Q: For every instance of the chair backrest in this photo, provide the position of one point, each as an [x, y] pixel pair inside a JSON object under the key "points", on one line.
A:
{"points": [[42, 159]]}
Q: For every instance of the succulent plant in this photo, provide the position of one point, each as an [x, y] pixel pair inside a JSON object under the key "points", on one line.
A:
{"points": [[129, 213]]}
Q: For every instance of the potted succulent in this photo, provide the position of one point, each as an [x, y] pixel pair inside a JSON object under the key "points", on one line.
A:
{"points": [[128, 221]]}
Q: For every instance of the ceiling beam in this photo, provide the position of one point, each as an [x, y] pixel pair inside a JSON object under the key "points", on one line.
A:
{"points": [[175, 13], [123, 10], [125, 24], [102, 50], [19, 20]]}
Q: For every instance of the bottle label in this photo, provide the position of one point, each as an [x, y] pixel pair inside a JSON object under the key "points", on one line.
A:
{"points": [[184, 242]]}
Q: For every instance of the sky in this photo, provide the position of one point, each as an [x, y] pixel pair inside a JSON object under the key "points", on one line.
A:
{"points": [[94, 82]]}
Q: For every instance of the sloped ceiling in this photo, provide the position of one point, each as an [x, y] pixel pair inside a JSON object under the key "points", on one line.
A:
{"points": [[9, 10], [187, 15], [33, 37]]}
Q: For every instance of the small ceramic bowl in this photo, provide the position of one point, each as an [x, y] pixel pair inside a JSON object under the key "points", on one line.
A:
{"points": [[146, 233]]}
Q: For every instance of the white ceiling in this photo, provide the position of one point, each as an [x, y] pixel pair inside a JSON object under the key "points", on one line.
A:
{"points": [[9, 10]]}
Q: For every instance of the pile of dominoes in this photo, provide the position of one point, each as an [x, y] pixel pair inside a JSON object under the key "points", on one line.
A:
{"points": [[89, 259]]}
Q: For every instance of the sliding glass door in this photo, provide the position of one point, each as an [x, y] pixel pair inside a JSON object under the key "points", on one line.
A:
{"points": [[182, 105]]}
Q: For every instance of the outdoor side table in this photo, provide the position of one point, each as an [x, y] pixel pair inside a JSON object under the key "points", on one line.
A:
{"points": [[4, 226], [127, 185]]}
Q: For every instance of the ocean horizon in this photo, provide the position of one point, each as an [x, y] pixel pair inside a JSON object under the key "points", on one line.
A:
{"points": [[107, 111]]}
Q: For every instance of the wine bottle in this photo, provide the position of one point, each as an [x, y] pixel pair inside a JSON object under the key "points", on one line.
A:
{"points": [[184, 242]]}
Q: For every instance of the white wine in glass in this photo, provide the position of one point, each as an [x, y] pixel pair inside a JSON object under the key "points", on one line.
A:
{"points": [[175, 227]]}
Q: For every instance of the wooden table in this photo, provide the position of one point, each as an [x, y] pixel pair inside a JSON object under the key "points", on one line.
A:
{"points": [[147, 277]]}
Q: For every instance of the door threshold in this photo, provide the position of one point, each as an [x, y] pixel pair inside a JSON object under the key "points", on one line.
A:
* * * * *
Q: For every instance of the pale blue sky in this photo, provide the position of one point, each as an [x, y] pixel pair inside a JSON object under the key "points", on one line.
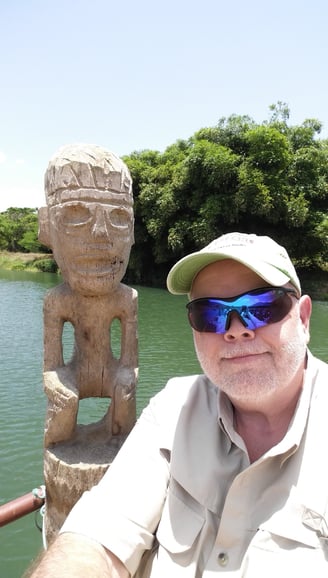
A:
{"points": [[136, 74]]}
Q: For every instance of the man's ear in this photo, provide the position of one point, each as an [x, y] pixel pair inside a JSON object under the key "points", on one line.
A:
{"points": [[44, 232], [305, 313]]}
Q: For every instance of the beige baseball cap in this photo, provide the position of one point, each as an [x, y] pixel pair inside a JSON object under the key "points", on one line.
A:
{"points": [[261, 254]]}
* * * * *
• [WHAT THIS TASK INVOLVES]
How many lines in the entries above contain the string "bottle"? Count with case-sensitive matching and reply with the number alone.

• [RESULT OF THE EXERCISE]
2